Working data START

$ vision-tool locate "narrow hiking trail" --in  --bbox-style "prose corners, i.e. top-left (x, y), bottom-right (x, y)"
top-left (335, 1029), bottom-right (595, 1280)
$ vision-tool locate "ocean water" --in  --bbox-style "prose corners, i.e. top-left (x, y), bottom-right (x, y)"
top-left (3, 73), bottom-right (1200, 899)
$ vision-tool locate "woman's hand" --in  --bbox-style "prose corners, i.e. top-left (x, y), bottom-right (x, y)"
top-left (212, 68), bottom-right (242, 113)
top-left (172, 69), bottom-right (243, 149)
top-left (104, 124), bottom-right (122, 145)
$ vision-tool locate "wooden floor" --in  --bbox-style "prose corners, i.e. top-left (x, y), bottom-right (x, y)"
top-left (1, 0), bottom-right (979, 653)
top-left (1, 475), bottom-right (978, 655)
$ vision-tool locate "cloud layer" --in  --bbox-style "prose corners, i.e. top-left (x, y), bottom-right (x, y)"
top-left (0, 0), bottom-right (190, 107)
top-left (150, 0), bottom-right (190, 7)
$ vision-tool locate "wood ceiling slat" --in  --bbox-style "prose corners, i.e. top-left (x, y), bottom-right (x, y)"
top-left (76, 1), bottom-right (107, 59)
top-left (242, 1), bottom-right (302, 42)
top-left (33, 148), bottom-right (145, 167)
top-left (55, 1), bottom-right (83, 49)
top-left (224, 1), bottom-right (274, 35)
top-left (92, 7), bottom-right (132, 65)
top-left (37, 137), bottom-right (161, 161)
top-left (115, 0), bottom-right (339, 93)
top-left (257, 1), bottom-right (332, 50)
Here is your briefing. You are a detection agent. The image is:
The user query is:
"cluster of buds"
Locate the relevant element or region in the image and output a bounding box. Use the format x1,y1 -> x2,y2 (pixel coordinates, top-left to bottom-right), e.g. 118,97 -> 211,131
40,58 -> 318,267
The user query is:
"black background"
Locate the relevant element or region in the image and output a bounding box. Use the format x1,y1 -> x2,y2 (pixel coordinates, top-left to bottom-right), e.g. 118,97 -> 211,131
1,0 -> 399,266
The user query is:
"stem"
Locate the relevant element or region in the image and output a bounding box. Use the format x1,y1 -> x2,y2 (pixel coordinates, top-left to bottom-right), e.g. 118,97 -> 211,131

Working data END

▸ **Exercise goal**:
None of the records may be omitted; each is to be printed exactly.

▸ **Your solution**:
$ vision-tool locate "narrow hiking trail" --in  --bbox-style "prose corners, i.e. top-left (x, y), bottom-right (x, y)"
top-left (335, 1029), bottom-right (595, 1280)
$ vision-tool locate "ocean water" --in  --bbox-style "prose corners, i.e. top-left (x, y), bottom-right (x, y)"
top-left (3, 73), bottom-right (1200, 899)
$ vision-tool locate "woman's hand" --in  --bbox-style "prose corners, i.e. top-left (x, y), bottom-right (x, y)"
top-left (212, 68), bottom-right (242, 113)
top-left (172, 69), bottom-right (243, 149)
top-left (104, 124), bottom-right (122, 145)
$ vision-tool locate "wooden floor" --in  --bbox-style "prose corners, i.e. top-left (x, y), bottom-right (x, y)"
top-left (1, 0), bottom-right (979, 653)
top-left (1, 475), bottom-right (978, 655)
$ vision-tool locate "cloud layer" --in  --bbox-style "prose corners, i.e. top-left (x, y), bottom-right (x, y)"
top-left (0, 0), bottom-right (190, 107)
top-left (150, 0), bottom-right (190, 7)
$ vision-tool locate "wood ceiling slat" --in  --bbox-style "prose corners, i.e. top-left (x, y), bottom-right (x, y)"
top-left (76, 1), bottom-right (107, 59)
top-left (242, 1), bottom-right (302, 42)
top-left (33, 148), bottom-right (145, 167)
top-left (55, 1), bottom-right (83, 49)
top-left (224, 1), bottom-right (274, 35)
top-left (92, 7), bottom-right (132, 65)
top-left (37, 137), bottom-right (161, 161)
top-left (115, 0), bottom-right (339, 93)
top-left (257, 1), bottom-right (332, 50)
Here is your briefing. You are a detection agent. The image is:
The user query is:
"cluster of buds"
Locate the relevant element or region in the image and output a bounding box. Use the format x1,y1 -> x2,y2 (pixel coordinates, top-left to bottom-right), e.g. 118,97 -> 211,131
40,58 -> 318,267
The user query is:
"black background"
Locate the relevant element or region in the image and output a bounding box. Use the format x1,y1 -> x2,y2 (pixel coordinates, top-left to bottom-right), e.g. 118,97 -> 211,131
1,0 -> 399,266
The user query is:
"stem"
Locate the relevant element or region in the image and output a bounding box. Use the format x1,y1 -> x2,y2 (pixel coordinates, top-left to bottom-right), e.g. 118,97 -> 211,131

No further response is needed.